Type the records out again in full, exactly.

▶

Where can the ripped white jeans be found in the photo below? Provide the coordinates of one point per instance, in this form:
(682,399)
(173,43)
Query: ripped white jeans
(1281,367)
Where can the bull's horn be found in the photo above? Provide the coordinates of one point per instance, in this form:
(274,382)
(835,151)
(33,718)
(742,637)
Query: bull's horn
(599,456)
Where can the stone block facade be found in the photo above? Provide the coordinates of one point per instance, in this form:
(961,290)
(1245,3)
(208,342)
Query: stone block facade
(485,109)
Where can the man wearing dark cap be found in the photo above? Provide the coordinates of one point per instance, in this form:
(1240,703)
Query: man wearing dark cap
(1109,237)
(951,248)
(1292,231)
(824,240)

◀

◆ WRITTEN RESPONSE
Where can the ripped white jeans be found in the photo below? Provide the coordinates of one point per instance, in this form:
(682,399)
(173,43)
Query: ripped white jeans
(1281,367)
Where can the bull's horn be found in the photo above? Provide the coordinates of one point per instance, in this form:
(274,382)
(835,151)
(33,718)
(742,637)
Query: bull's horn
(599,456)
Where can the stone block facade be found in the photo above? Provide the coordinates of one point per instance, in this form:
(961,290)
(1245,3)
(208,342)
Query: stone block facade
(485,109)
Where can the man wearing dark cap be found in the photo above? Provide the coordinates of one point per instance, in this form:
(1240,703)
Query: man wearing dark cap
(1109,237)
(951,248)
(1292,231)
(824,240)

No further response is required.